[[ Data for review, beginning ]]

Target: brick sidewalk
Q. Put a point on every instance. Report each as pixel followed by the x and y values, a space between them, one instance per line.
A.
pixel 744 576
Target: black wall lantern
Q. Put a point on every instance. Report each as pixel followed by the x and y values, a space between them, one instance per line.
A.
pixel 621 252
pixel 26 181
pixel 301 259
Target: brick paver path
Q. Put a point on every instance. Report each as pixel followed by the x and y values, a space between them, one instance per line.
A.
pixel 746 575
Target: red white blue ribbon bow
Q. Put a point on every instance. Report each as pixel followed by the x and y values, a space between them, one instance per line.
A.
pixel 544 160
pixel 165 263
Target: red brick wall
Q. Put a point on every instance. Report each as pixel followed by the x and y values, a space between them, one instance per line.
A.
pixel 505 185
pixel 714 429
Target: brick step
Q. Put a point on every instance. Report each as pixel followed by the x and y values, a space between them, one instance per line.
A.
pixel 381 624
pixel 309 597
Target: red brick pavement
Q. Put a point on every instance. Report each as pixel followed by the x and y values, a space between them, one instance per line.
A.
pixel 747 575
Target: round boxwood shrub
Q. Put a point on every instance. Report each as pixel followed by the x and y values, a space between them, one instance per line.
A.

[[ Data for review, end ]]

Problem description ->
In the lines above, find each one with "brick" and list it.

Task output ->
Target: brick sidewalk
Target: brick paver path
Target: red brick wall
Target: brick step
Target: red brick pavement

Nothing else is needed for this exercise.